Your goal:
Please pick out each line of the records below that contains the word "like" and copy those lines in full.

BEGIN

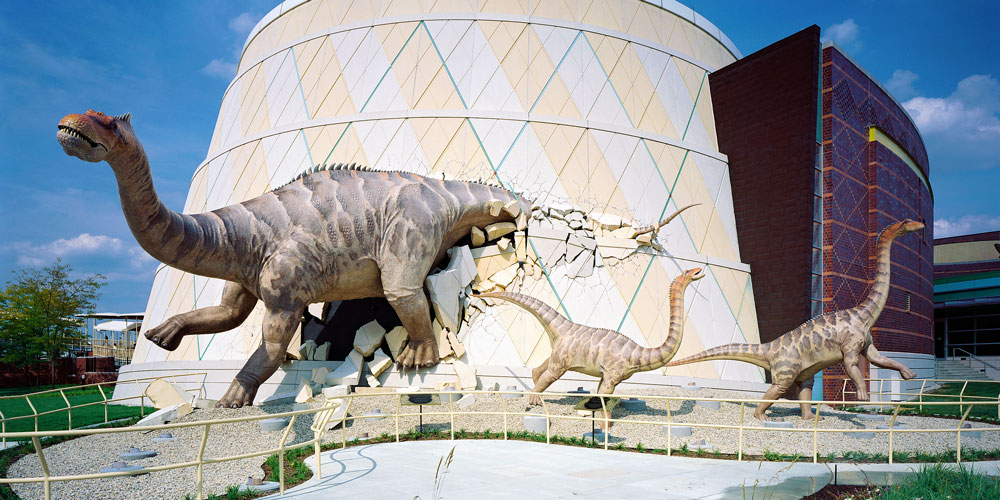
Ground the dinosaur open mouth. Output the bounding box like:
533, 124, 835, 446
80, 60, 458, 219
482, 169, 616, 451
59, 125, 108, 151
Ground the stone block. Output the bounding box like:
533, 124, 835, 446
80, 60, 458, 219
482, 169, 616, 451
135, 403, 191, 426
663, 424, 691, 439
323, 384, 351, 400
486, 222, 517, 241
368, 350, 392, 377
503, 200, 521, 217
326, 351, 364, 385
260, 391, 299, 406
469, 226, 486, 247
118, 446, 156, 460
424, 269, 465, 330
257, 417, 292, 432
295, 377, 316, 403
385, 326, 409, 358
620, 398, 646, 411
146, 378, 193, 408
844, 431, 875, 439
452, 360, 479, 391
309, 342, 330, 361
309, 366, 330, 384
448, 330, 465, 358
298, 340, 316, 360
694, 401, 722, 411
194, 398, 219, 410
354, 321, 385, 357
524, 415, 548, 434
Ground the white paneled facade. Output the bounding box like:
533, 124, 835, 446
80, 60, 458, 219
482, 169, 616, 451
125, 0, 763, 388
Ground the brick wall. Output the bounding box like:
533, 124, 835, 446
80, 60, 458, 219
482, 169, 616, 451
822, 47, 934, 399
709, 26, 820, 342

END

Complete answer:
Ground the dinosaur open mouth. Output the bounding box like:
Ground the stone block. Output the bounding box like:
Ground the white paneled facade. Output the bounding box like:
Ground the brick wall. Output the bounding box like:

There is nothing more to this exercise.